==== Source extract ====

Although the Kennedys embodied the spirit of American optimism, Jackie’s tastes were decidedly French, strongly influencing how she approached her new position. Fluent in French, she was well-versed in French art, architecture, and history. When undertaking a major project to restore the historic integrity of the White House, she collected outstanding examples of American art and furniture from around the United States, while quietly enlisting a French designer to redecorate the rooms. One of her initial actions as First Lady was to hire a 36-year-old French chef named René Verdon, who was working in New York at the time.1,2

Soon after Rene Verdon died in 2011, items from his estate began appearing at auction, including a seemingly-random group of twenty-six presidential menus from luncheons and dinners held during the Kennedy administration. Previously, the White House kitchen had  been managed by caterers and Navy stewards known for their five- and six-course meals, making up in quantity what may have been lacking in quality. Collaborating with her new executive chef, Mrs. Kennedy introduced a more straightforward and elegant style of dining that was expressed in three courses. This sophisticated cuisine garnered significant interest and excitement, paving the way for a culinary renaissance that would sweep across the nation with the emergence of Julia Child, a vibrant advocate of French cooking. 

The menus document the presence of world leaders and pivotal events during the Cold War era. For instance, a luncheon for Chancellor Konrad Adenauer of West Germany took place on April 12, 1961, coinciding with the Soviet Union's historic launch of an astronaut into low Earth orbit, marking the first time a human had been sent into outer space.3 

In mid-April, the U.S. sponsored the ill-fated invasion of Cuba at the Bay of Pigs. Although the military operation was a fiasco, JFK’s popularity soared to 82% that month, an all-time high. After seeing the opinion polls, the deeply-embarrassed president remarked, “The worse you do, the better they like you.” The popularity of the Kennedys has remained high, even though the reputation of the administration declined among historians and political scientists. Like an enduring work of art, blending opposite elements into a coherent whole, the Kennedys combined the casual sophistication and elegance of the European aristocracy with American traits like youth and energy. By all accounts, they were a glamorous couple who knew how to turn on the charm, and a real team when it came to entertaining, each marveling at the others ability to captivate their guests.

====

Given problem A: Please transcribe the records line for line, leaving out the pictures.
The passage on the Kennedy White House and the records come from unrelated sources.

==== Task input ====

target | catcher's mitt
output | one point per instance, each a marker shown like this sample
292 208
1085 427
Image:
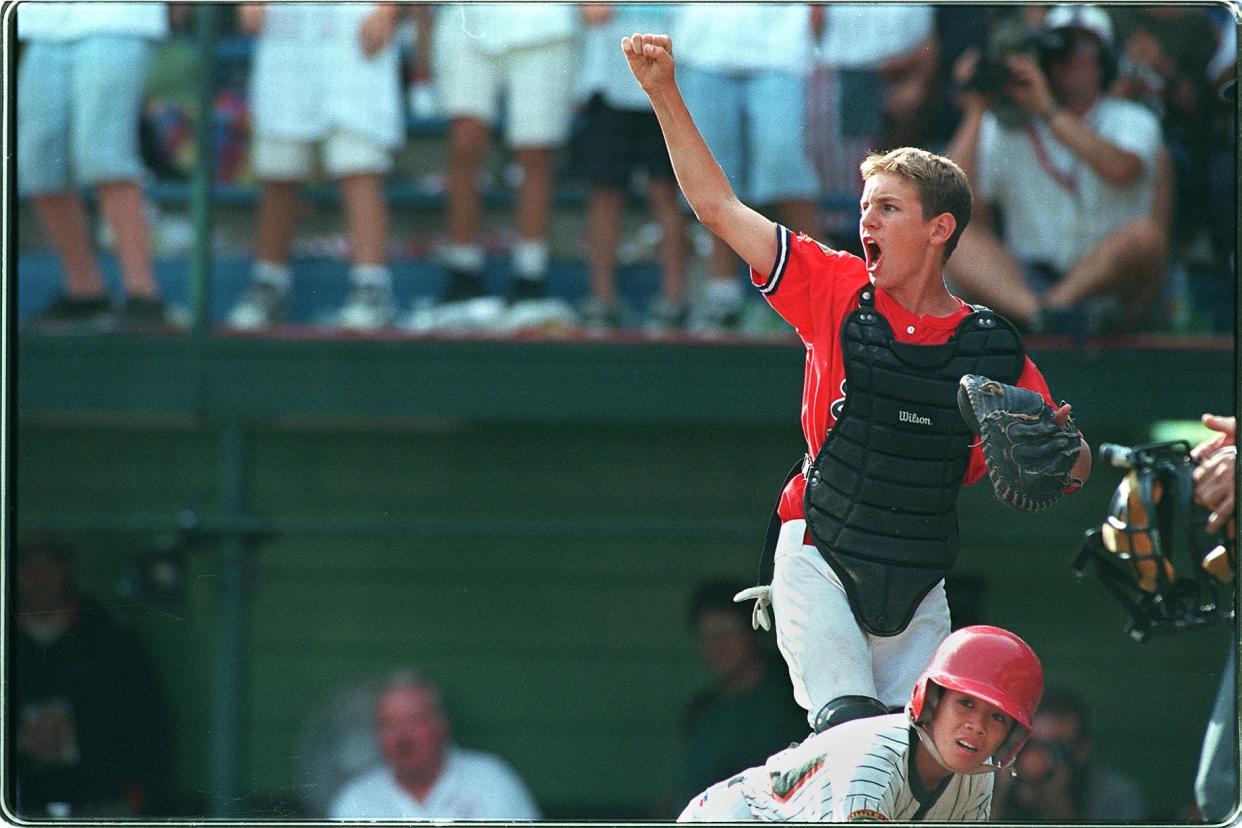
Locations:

====

Given problem B: Give the Kennedy dining passage again, starting at "Soon after Rene" and ending at "of French cooking.", with "three courses" switched to "four courses".

Exercise output A:
target | catcher's mitt
output | one point per instance, each a marker shown like this sample
292 208
1085 427
Image:
Locations:

Exercise output B:
Soon after Rene Verdon died in 2011, items from his estate began appearing at auction, including a seemingly-random group of twenty-six presidential menus from luncheons and dinners held during the Kennedy administration. Previously, the White House kitchen had  been managed by caterers and Navy stewards known for their five- and six-course meals, making up in quantity what may have been lacking in quality. Collaborating with her new executive chef, Mrs. Kennedy introduced a more straightforward and elegant style of dining that was expressed in four courses. This sophisticated cuisine garnered significant interest and excitement, paving the way for a culinary renaissance that would sweep across the nation with the emergence of Julia Child, a vibrant advocate of French cooking.